> The request
Reproduce every line of the listing below from the line containing "Locate every instance of the ceiling fan light" through the end of the listing, both ends included, offsetting each pixel coordinate in the answers by adding 125 to both of its numbers. Leave all other text unchanged.

————————

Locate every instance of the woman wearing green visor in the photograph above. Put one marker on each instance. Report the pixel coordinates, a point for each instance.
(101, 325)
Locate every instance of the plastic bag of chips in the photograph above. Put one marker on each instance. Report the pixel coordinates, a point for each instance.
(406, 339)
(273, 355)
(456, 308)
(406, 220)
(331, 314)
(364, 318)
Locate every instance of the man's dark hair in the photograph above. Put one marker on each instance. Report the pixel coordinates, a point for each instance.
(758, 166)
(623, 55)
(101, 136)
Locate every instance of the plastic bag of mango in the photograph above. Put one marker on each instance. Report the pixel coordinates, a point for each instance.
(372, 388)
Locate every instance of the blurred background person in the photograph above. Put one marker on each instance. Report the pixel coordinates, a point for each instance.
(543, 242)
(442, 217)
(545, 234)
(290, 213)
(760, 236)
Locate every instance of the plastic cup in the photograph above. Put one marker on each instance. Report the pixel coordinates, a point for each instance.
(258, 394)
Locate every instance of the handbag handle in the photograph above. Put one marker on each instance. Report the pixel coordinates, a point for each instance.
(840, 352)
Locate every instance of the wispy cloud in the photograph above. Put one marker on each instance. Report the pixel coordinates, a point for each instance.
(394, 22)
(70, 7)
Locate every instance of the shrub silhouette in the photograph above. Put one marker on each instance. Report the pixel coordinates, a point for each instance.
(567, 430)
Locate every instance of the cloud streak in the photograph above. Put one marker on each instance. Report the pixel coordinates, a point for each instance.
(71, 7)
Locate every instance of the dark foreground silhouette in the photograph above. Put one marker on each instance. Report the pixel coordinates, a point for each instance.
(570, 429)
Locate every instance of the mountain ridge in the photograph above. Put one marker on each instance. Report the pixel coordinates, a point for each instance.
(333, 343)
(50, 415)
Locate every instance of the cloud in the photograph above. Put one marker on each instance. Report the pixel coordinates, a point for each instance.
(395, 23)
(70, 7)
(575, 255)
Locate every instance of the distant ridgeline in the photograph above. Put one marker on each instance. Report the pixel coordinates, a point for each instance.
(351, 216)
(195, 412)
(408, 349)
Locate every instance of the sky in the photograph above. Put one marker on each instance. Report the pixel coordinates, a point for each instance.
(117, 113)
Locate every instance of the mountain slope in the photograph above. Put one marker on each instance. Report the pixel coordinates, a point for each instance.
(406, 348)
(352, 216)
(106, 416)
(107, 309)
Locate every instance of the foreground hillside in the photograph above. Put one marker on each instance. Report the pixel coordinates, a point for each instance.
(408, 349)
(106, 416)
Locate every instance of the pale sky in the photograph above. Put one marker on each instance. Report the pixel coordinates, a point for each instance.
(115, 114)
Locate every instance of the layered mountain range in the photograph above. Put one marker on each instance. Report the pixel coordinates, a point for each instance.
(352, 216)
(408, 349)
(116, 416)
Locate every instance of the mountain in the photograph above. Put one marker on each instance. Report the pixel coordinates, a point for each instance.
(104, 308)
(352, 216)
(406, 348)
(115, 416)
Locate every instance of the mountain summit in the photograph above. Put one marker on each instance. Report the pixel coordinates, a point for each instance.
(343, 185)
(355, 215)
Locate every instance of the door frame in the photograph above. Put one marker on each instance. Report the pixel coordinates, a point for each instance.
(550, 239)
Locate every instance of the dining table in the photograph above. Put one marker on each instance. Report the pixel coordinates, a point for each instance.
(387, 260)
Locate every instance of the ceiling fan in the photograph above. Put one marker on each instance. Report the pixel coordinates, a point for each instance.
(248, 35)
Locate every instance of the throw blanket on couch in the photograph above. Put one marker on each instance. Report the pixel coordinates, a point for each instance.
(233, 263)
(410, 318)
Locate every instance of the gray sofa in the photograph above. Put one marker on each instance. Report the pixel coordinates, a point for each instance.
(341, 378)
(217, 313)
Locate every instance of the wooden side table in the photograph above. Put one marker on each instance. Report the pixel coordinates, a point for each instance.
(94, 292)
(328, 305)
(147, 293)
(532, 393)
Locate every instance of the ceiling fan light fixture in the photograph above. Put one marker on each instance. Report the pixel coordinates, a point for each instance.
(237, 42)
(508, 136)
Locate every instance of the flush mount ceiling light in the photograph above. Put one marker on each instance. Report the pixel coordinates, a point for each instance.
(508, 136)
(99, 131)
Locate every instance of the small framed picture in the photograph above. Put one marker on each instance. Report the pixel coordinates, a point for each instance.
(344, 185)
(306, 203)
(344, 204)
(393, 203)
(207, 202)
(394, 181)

————————

> The response
Locate every instance of the ceiling fan light fixture in the photograph above. Put one marker on each instance. Report the pixel coordinates, a point for each instance.
(362, 167)
(633, 261)
Locate every instance of the flush mount ceiling light in the photograph above. Put one marker on each instance. Report the pixel coordinates, a point for each instance.
(633, 261)
(224, 256)
Locate every instance of the small framed picture in the photograph above. Put one marker on each instance. Report the pixel coordinates, a point for each instance.
(469, 310)
(431, 328)
(469, 329)
(518, 328)
(332, 327)
(519, 306)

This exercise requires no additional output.